» The task
Copy the report on fighting in Farah province below word for word, in full.

In the fighting in the west, regional police spokesman Rauf Ahmadi said troops of the U.S.-led coalition and Afghan army called in airstrikes Tuesday against Taliban militants in the Bala Buluk district of Farah province.

The joint force has been battling militants there since Monday afternoon, he said. Tuesday's fighting killed two police officers and wounded three, while some 25 militants were wounded or killed, he said.

A coalition spokesman, 1st Lt. Nathan Perry, declined to provide any details on the continuing fighting in Bala Buluk because of operational security reasons.

However, he confirmed a suicide bomber on a bike aimed for a coalition patrol in Farah's Bakwa district and a roadside bomb hit a separate coalition patrol in neighboring Gulistan district Monday. Insurgents attacked a coalition convoy with rifles and rocket-propelled grenades Tuesday, also in Bala Baluk, he said.

Perry would not say if any soldiers had been wounded but said none were killed.

In a news conference Tuesday, Maj. Gen. Robert W. Cone, commander of a U.S.-led combined security training force, addressed the recent rise in violence.

Speaking to reporters in Washington by video from Kabul, Cone confirmed there has been an increase in attacks. But, he added, "the Afghan military has stepped up to this in a way that we haven't seen before."

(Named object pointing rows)
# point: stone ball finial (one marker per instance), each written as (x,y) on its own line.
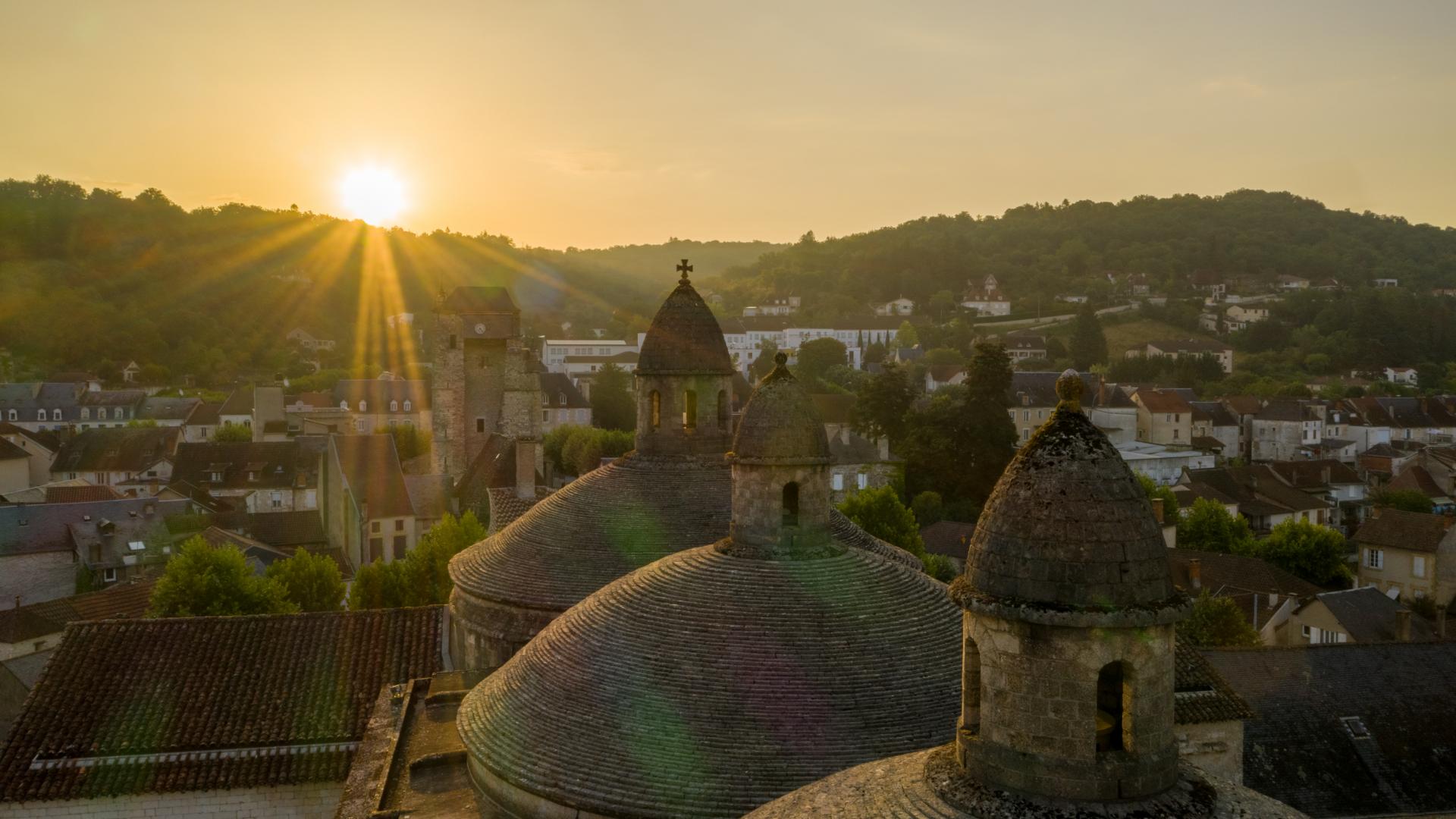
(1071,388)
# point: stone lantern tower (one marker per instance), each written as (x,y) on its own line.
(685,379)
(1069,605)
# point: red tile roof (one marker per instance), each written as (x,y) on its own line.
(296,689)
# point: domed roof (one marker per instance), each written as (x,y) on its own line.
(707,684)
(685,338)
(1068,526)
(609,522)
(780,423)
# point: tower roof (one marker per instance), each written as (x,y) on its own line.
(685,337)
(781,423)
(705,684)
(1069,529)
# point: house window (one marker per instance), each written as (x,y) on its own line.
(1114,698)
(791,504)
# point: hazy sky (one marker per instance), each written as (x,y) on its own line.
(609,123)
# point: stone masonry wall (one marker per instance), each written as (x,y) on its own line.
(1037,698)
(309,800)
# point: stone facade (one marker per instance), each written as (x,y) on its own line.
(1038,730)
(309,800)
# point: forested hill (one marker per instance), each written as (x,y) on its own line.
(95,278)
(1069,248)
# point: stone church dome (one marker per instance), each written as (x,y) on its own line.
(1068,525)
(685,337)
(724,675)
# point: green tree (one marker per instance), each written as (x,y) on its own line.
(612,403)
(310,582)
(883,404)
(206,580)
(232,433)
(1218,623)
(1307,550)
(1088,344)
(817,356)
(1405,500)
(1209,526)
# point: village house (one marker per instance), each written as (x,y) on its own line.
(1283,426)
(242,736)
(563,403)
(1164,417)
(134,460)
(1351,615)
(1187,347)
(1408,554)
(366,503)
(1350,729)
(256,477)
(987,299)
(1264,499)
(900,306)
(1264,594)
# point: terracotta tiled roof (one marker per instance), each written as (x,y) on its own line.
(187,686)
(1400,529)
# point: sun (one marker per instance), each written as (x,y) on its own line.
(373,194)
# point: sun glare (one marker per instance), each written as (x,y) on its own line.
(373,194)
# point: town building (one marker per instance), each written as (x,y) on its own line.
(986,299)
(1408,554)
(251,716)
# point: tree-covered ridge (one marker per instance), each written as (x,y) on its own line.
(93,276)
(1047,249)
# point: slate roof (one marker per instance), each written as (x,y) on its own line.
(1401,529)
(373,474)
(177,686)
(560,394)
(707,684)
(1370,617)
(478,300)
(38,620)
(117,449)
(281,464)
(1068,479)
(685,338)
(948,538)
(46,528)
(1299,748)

==

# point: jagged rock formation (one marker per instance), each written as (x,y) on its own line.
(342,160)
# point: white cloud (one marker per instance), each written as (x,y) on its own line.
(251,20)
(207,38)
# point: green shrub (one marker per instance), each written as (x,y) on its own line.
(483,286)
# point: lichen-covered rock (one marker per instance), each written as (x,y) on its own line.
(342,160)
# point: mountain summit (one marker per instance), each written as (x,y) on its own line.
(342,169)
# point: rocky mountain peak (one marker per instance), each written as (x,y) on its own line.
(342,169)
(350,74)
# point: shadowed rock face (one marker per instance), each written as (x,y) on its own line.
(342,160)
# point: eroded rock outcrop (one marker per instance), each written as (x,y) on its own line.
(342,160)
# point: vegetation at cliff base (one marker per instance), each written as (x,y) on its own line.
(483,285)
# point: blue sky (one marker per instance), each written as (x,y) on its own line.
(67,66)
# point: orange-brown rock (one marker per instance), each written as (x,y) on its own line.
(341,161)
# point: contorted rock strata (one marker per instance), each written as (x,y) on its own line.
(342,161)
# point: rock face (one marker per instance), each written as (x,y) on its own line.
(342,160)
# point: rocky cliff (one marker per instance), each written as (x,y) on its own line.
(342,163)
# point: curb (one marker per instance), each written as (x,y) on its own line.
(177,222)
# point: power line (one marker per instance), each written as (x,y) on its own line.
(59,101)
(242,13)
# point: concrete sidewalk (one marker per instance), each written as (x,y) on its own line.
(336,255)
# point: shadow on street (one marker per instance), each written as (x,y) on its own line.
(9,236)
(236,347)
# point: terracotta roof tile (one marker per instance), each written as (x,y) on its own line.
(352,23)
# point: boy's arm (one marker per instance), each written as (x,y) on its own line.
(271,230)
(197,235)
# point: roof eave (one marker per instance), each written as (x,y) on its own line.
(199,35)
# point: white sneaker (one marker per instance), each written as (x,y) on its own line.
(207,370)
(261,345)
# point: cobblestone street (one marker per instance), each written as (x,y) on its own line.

--

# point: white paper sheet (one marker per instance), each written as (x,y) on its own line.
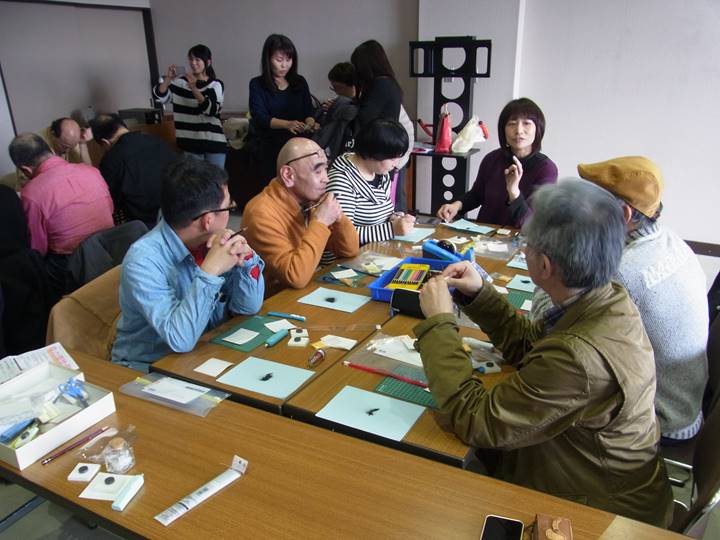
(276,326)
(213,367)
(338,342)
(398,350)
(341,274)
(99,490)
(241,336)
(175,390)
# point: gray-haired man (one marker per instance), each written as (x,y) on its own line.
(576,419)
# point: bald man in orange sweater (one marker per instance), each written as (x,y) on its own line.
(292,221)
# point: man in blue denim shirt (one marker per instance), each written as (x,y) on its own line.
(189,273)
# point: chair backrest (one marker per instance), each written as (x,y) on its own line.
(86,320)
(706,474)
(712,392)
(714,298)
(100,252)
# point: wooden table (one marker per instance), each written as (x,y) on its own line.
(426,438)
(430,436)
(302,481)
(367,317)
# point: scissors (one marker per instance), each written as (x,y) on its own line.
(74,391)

» The completed task
In the fighting in the west, regional police spokesman Rauf Ahmadi said troops of the U.S.-led coalition and Afghan army called in airstrikes Tuesday against Taliban militants in the Bala Buluk district of Farah province.

The joint force has been battling militants there since Monday afternoon, he said. Tuesday's fighting killed two police officers and wounded three, while some 25 militants were wounded or killed, he said.

A coalition spokesman, 1st Lt. Nathan Perry, declined to provide any details on the continuing fighting in Bala Buluk because of operational security reasons.

However, he confirmed a suicide bomber on a bike aimed for a coalition patrol in Farah's Bakwa district and a roadside bomb hit a separate coalition patrol in neighboring Gulistan district Monday. Insurgents attacked a coalition convoy with rifles and rocket-propelled grenades Tuesday, also in Bala Baluk, he said.

Perry would not say if any soldiers had been wounded but said none were killed.

In a news conference Tuesday, Maj. Gen. Robert W. Cone, commander of a U.S.-led combined security training force, addressed the recent rise in violence.

Speaking to reporters in Washington by video from Kabul, Cone confirmed there has been an increase in attacks. But, he added, "the Afghan military has stepped up to this in a way that we haven't seen before."